Article:
I did manage to get a note to a teacher who came into my homeroom and read the note to the students. I wanted to at least tell those 33 that I loved each and every one of them, and I wanted them to tell the rest of our team the same. I wanted them to behave, listen to the new teacher, keep reaching out for help, continue to work well with others and by all things holy not to bully anyone for any reason! We don't do that on Team Stringfellow. It was really hard for me to drive away that Saturday knowing I would never see the inside of my classroom again, or the smiles on the faces of the "babies" I loved so much. In just a few years they'll graduate, go to college, get married, get jobs, and move away. They'll always be my last class; I probably won't go back into the classroom with all the politics involved. I just wanted to teach and they just wanted to be taught. Is it really so much to ask?
September 1, 2020
Fitbit Versa 2 + Me.
If you know me, and by now you should know a little bit about me, you'd know that I suck at all things electronic. I don't mind saying it. I don't mind admitting defeat even before opening the box, it's an inevitable truth that just is and there's no use fighting it. Hello, my name is Jude, and I am electronically challenged.
So, if I know me and I know I suck, why did I buy myself the Fitbit Versa 2? Simple answer? I need help. Long answer? Best Buy was out of the Versa 1 and this one was pink, so there you go - - but I really do need help. I'm on this last stand of mine where I'm not about to lose another weight battle. I will win it and with the help of my new friend Alexa, the demon that apparently lives inside the Versa 2, I will be svelte and gorgeous in just under 6 months. (At least that is what the beast is telling me.) Believe me when I say I am NOT a fan of Alexa or anything like her. I have enough fears and wondering having to deal with the fact that my iPhone will send me recommendations for saddle soap, dog treats, and/or anything else I've been looking at or thinking about recently. I don't want Alexa waking me up in the middle of the night to suggest a new REM session so I can get a deeper more satisfying sleep. I will however, possibly, (no promises) ask her to interrupt my dreams just to see if she's any better at it than I am myself.

Excerpted records:
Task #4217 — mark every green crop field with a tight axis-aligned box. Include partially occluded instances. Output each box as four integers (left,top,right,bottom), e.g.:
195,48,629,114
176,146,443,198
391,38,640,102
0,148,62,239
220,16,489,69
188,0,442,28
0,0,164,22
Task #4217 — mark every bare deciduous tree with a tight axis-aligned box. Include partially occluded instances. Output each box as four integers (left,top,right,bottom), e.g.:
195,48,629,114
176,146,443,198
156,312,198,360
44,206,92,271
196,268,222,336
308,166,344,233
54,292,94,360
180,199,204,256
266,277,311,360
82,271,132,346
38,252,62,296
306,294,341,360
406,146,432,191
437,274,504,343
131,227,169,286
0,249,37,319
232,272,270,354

Objective A: In the records, starting at the line that contains "Task #4217 — mark every bare" and ending at the end of the records, substitute "oak tree" for "deciduous tree" and write those lines out again with everything else unchanged.
Objective B: Pick up the blog post from its last sentence and keep writing it.
The records don't relate to the blog post in any way.

Written response A:
Task #4217 — mark every bare oak tree with a tight axis-aligned box. Include partially occluded instances. Output each box as four integers (left,top,right,bottom), e.g.:
195,48,629,114
176,146,443,198
156,312,198,360
44,206,92,271
196,268,222,336
308,166,344,233
54,292,94,360
180,199,204,256
266,277,311,360
82,271,132,346
38,252,62,296
306,294,341,360
406,146,432,191
437,274,504,343
131,227,169,286
0,249,37,319
232,272,270,354

Written response B:
Apparently, the Versa 2 has a 1000 new features and it's easy to use. The word "easy" is relative of course, and should be prefaced with the disclaimer "for anyone who may be able to actually understand charging, pairing, registering, and conducting what most people consider blase average set up routines. Me? I get frustrated and and tend to throw things across the room if I can't get one or all of my kids to do the set up for me. Tonight's challenge will be to get Laura off her VR headset long enough to hook my new Versa 2 up to our WiFi. The connection seems to be giving me problems already and I haven't really started! I've made the conscious decision to put the Versa 2 back on the charging cradle so I can at least get that much done while Laura winds down to a point where she can leave her fantasy world without dropping her friends off cliffs - - her words.
I have a steps counter on my phone of course, but I can't always have the phone on me. I stand up more than 6 hours a day now at work and want to be able to count calories being burned and any other goals Versa 2 may be able to assist me with. I've been shamed and embarrassed by answering her questions honestly about my height, age, weight, sex, and goals. I should let her know I prefer dark chocolate over milk chocolate seeing how she's asking personal questions even before I've touched her! C'mon Versa 2 - - I realize it's 2020, but I'm the old fashioned type. Talk to me first! (I say that, and just as soon as I type it into this blog you know Alexa is somehow connected and she'll start TALKING TO ME!) DEMON!!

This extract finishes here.